**Fragmento de texto:**
____________________

Li <- round(seq(from = min, to = max - A, by = A), 4)
Ls <- round(seq(from = min + A, to = max, by = A), 4)
MC <- round((Li + Ls) / 2, 2)

ni <- numeric(length(Li))
for (i in 1:length(Li)) {
  ni[i] <- sum(Suelo_pH >= Li[i] & Suelo_pH < Ls[i])
}
ni[length(Li)] <- sum(Suelo_pH >= Li[length(Li)] & Suelo_pH <= max)
sum(ni)
## [1] 3000
hi <- round(ni / sum(ni) * 100, 2)   # SOLO 2 DECIMALES

sum(hi)
## [1] 100
Niasc <- cumsum(ni)
Nidsc <- rev(cumsum(rev(ni)))
Hiasc <- round(cumsum(hi), 2)
Hidsc <- round(rev(cumsum(rev(hi))), 2)

____________________

**Instrucciones:**
**1)** Edita el tramo del código R de frecuencias que comienza en las palabras con "Ls <- round(seq(from" y termina tras "Suelo_pH <= max)", sustituyendo "Suelo_pH" por "pH_muestras".
**2)** Retoma el código R de la tabla de frecuencias del pH del suelo a partir de su última línea.
Este material proviene de otra fuente.

[Elementos de anotación de regiones]
____________________

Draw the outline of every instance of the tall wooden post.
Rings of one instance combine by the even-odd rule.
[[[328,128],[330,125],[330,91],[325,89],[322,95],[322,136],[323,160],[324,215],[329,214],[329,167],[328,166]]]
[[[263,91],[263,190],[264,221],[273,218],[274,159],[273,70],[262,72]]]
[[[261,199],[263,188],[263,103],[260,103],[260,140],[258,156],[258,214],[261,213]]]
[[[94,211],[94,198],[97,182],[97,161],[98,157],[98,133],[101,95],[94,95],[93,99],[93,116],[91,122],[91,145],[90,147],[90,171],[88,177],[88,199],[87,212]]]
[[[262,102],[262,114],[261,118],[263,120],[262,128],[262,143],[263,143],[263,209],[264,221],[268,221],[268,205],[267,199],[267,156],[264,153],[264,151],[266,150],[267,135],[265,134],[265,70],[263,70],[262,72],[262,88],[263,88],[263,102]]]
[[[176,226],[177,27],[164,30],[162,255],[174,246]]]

____________________

**Respuestas por tarea:**
**1)**
Ls <- round(seq(from = min + A, to = max, by = A), 4)
MC <- round((Li + Ls) / 2, 2)

ni <- numeric(length(Li))
for (i in 1:length(Li)) {
  ni[i] <- sum(pH_muestras >= Li[i] & pH_muestras < Ls[i])
}
ni[length(Li)] <- sum(pH_muestras >= Li[length(Li)] & pH_muestras <= max)

**2)**
TDFSuelo_pH <- data.frame(Li, Ls, MC, ni, hi, Niasc, Nidsc, Hiasc, Hidsc)

total_ni <- sum(ni)
total_hi <- 100

TDFSuelo_pHCompleto <- rbind(
  TDFSuelo_pH,
  data.frame(Li = "Total", Ls = " ", MC = " ",
             ni = total_ni, hi = total_hi,
             Niasc = " ", Nidsc = " ",
             Hiasc = " ", Hidsc = " ")
)

# Formato tabla
library(gt)
library(dplyr)

TDFSuelo_pH$hi <- round(TDFSuelo_pH$hi, 2)

tabla_Suelo_pH <- TDFSuelo_pHCompleto %>%
  gt() %>%
  fmt_number(
    columns = hi,
    decimals = 2
  ) %>%
  tab_header(
    title = md("*Tabla Nº1*"),
    subtitle = md("**Tabla de distribución del pH del Suelo**")
  ) %>%
  tab_source_note(
    source_note = md("Autor: Grupo 3")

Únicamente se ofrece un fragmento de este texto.